** BEGIN Reading text **

Wicked Problems-3: Not True or False, but Good or Bad

Wicked problems aren’t true-or-false — they’re judged good-or-bad.


🔍 What It Means

Wicked problems don’t have definitive solutions. They aren’t solved by logic alone — they are judged, contested, and experienced differently by different groups. A solution that looks good to Finance might look disastrous to Operations. What works under one CEO might be scrapped by the next.

Success is never universal, only conditional. It depends on who is looking, when, and with what criteria.

⚙️ Why It Matters in Business and Policy

  • Conflict intensifies when groups measure success differently.
  • KPI churn creates confusion as metrics are redefined or disputed.
  • Politics override data when perception of success matters more than results.
  • Short-term gains vanish when leadership changes or priorities shift.

📊 Real-World Examples

✅ Carbon Reduction Targets in Manufacturing
A European auto supplier set ambitious carbon goals. Finance praised cost savings from efficiency, while Marketing emphasized brand reputation. Operations, however, saw rising costs and delays. Each group judged the same initiative as either a success or a failure.

❌ U.S. Healthcare Reform
The Affordable Care Act was hailed as a breakthrough in expanding access. Yet some stakeholders judged it a failure due to rising premiums, while others saw it as a lifeline. The “truth” of its success was entirely dependent on perspective.

📍 ERP Implementations
In many large ERP rollouts, executives declare success because the system went live. Meanwhile, frontline staff struggle with disrupted workflows, and IT sees mounting support costs. The system is both “done” and “broken” at the same time — depending on who you ask.

** END Reading text **

→ **To be done**:
Please write a continuation of the wicked problems article above, picking up right after its last sentence.

** BEGIN Excerpted records **

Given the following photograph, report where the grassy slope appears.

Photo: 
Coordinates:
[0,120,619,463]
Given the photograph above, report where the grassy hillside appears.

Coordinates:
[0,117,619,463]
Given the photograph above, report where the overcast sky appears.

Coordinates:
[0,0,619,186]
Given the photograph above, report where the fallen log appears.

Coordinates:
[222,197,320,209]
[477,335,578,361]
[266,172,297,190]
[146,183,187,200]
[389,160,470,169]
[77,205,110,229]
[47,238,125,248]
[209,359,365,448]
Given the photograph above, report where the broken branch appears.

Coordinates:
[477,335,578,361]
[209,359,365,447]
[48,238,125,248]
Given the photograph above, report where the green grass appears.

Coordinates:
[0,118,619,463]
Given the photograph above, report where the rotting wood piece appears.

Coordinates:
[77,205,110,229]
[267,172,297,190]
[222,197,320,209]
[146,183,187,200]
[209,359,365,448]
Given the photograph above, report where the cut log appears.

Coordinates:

** END Excerpted records **

→ **The answer**:
📋 Checklist: Do You Have This Problem?

  • Stakeholders disagree on whether the last “solution” was successful
  • Metrics and KPIs are frequently redefined or disputed
  • “Success” feels more like politics than measurement

⚠️ If you checked even one — you have a wicked problem.

🛠 How to Navigate It

  • Co-design metrics: Involve all affected groups in defining what counts as success.
  • Define “good enough”: Set criteria that allow iteration rather than chasing perfection.
  • Frame the story: Communicate success in ways that build legitimacy, not just numbers.

Wicked Problems • Attribute 3 – Good-or-Bad, Not True-or-False

Back to the Full List of Wicked Problem Attributes
Something Wicked This Way Comes: A Wicked Problem.

Other Wicked Problem Posts

  1. No definitive formulation of a wicked problem
  2. No stopping rule
  3. Solutions are not true-or-false, but better-or-worse
  4. No immediate and no ultimate test of a solution
  5. Every solution is a one-shot operation (no trial-and-error learning)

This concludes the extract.